Given instruction:
Count the lines in the material that contain the string "below", and give only the number.

Data entries:
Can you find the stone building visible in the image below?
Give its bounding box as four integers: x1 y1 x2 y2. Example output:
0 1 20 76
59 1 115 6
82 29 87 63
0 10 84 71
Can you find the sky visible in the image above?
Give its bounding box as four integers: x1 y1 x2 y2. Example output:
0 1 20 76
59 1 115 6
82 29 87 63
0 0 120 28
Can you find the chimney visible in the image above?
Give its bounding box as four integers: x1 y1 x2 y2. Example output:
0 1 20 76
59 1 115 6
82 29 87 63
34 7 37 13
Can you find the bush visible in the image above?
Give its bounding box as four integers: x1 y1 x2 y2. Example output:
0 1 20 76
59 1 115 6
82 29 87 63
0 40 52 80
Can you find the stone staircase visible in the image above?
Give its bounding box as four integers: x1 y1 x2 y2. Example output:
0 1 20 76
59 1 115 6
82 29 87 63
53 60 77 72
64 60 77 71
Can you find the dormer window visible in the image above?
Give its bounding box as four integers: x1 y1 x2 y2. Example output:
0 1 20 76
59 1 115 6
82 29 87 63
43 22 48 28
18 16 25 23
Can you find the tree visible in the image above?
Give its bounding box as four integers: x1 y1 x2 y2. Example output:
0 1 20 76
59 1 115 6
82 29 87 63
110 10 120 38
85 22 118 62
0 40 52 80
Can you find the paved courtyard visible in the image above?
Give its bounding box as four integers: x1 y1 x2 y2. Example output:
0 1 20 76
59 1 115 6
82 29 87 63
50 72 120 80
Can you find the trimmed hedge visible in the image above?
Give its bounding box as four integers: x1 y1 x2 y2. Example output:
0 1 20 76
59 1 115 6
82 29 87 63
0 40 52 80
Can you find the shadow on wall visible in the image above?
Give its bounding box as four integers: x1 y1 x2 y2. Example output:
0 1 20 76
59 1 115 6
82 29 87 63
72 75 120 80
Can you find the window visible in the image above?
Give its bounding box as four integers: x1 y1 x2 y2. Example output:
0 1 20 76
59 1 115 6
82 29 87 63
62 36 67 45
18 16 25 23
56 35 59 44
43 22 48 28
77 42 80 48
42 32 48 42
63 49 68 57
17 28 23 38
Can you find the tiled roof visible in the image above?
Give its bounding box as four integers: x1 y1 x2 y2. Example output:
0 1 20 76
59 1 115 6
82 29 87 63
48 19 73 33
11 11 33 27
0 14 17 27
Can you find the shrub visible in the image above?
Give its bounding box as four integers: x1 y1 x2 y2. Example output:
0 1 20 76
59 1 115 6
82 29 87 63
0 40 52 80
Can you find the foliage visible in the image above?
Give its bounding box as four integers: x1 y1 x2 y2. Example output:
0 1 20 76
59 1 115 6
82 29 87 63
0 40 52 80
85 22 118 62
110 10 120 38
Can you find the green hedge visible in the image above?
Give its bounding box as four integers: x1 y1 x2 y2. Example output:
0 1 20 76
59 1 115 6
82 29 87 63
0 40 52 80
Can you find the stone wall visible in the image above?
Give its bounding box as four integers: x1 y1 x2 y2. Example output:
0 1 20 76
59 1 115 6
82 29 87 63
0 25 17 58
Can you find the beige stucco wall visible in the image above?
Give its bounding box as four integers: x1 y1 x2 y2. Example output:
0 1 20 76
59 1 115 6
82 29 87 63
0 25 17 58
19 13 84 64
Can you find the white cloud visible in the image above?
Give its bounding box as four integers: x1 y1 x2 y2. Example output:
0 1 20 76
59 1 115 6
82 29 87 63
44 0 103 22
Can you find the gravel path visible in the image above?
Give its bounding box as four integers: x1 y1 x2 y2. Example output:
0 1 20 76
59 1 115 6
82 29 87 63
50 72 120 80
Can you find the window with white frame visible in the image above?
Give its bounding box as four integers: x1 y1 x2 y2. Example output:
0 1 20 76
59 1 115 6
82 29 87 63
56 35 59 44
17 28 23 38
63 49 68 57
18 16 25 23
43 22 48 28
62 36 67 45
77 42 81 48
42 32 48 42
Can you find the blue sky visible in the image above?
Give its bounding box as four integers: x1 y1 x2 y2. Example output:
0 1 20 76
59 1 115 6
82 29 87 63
...
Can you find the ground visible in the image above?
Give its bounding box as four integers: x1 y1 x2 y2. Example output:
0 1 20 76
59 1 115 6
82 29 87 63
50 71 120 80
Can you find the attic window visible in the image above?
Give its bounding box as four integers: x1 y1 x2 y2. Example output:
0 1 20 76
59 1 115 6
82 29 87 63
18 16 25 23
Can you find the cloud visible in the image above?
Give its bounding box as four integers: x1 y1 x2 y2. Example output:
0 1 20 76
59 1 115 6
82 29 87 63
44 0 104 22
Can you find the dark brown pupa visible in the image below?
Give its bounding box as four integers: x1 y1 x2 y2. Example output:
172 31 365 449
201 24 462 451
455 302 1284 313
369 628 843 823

Exercise answer:
2